* **WHAT THIS TASK INVOLVES**
From the first line to the last, write out the listing exactly.

* **EXERCISE DATA**
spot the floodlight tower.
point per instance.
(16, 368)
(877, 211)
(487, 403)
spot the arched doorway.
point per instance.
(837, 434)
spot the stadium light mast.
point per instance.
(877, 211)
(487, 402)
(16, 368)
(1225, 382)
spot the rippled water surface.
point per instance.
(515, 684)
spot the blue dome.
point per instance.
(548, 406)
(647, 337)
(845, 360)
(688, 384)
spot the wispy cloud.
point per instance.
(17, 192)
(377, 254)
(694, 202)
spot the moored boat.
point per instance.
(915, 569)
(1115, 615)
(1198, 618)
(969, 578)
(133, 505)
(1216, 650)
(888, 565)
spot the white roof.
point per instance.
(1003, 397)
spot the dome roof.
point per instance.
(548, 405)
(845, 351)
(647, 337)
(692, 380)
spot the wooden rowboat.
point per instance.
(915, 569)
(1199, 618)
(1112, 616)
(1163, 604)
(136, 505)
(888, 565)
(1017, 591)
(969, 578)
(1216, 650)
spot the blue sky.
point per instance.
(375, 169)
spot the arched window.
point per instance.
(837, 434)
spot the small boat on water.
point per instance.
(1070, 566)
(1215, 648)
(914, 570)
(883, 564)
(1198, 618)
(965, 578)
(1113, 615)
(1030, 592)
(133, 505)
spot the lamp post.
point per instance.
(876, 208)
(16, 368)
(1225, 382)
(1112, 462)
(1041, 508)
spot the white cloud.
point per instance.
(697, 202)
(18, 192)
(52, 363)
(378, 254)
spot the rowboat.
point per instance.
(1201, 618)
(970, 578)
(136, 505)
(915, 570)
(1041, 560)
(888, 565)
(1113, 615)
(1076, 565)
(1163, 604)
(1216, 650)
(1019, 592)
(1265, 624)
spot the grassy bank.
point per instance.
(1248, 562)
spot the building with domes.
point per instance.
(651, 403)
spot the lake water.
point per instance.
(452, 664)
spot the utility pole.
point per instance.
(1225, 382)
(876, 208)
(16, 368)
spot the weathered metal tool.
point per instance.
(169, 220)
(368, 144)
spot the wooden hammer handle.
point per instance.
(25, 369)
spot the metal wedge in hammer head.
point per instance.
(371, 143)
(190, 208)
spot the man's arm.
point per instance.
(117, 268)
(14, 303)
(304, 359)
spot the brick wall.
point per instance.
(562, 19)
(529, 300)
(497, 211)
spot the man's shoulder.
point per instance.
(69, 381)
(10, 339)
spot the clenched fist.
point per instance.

* **RESPONSE TO THIS EXERCISE**
spot the floodlight tower.
point per instance.
(16, 368)
(877, 211)
(487, 403)
spot the arched doorway.
point per instance.
(837, 434)
spot the stadium light mast.
point per instance.
(877, 211)
(487, 402)
(16, 368)
(1225, 382)
spot the rippled water surface.
point per instance.
(515, 684)
spot the blue dome.
point per instance.
(548, 406)
(647, 337)
(845, 360)
(688, 384)
spot the wispy cloud.
point per instance.
(17, 192)
(377, 254)
(694, 202)
spot the moored boat.
point per instance.
(915, 569)
(1115, 615)
(1198, 618)
(969, 578)
(133, 505)
(1216, 650)
(888, 565)
spot the white roof.
point per instance.
(1003, 397)
spot the dome roof.
point per instance.
(548, 405)
(845, 351)
(647, 337)
(692, 380)
spot the wooden rowboat.
point per instance.
(915, 569)
(1199, 618)
(1112, 616)
(1163, 604)
(136, 505)
(888, 565)
(1017, 591)
(969, 578)
(1216, 650)
spot the blue sky.
point per instance.
(375, 169)
spot the arched window.
point per instance.
(837, 434)
spot the small boat on water.
point per instance.
(1070, 566)
(1215, 648)
(914, 570)
(883, 564)
(1198, 618)
(965, 578)
(1113, 615)
(1030, 592)
(133, 505)
spot the lamp post.
point per instance.
(876, 208)
(16, 368)
(1225, 382)
(1112, 462)
(1041, 508)
spot the white cloud.
point per instance.
(697, 202)
(18, 192)
(52, 363)
(378, 254)
spot the rowboat.
point per instance.
(1201, 618)
(970, 578)
(136, 505)
(915, 570)
(1041, 560)
(888, 565)
(1113, 615)
(1076, 565)
(1163, 604)
(1216, 650)
(1019, 592)
(1265, 624)
spot the grassy bank.
point per instance.
(1248, 562)
spot the building with domes.
point per instance.
(651, 403)
spot the lake water.
point per instance.
(452, 664)
spot the utility pole.
point per instance.
(1225, 382)
(876, 208)
(16, 368)
spot the weathered metal tool.
point per instance.
(169, 220)
(368, 144)
spot the wooden hammer handle.
point per instance.
(25, 369)
spot the metal wedge in hammer head.
point per instance.
(371, 143)
(190, 208)
spot the man's arm.
point per instance.
(117, 268)
(14, 303)
(304, 359)
spot the brick wall.
point per instance.
(562, 19)
(529, 300)
(497, 211)
spot the man's shoulder.
point per instance.
(69, 381)
(10, 339)
spot the clenched fist.
point per instance.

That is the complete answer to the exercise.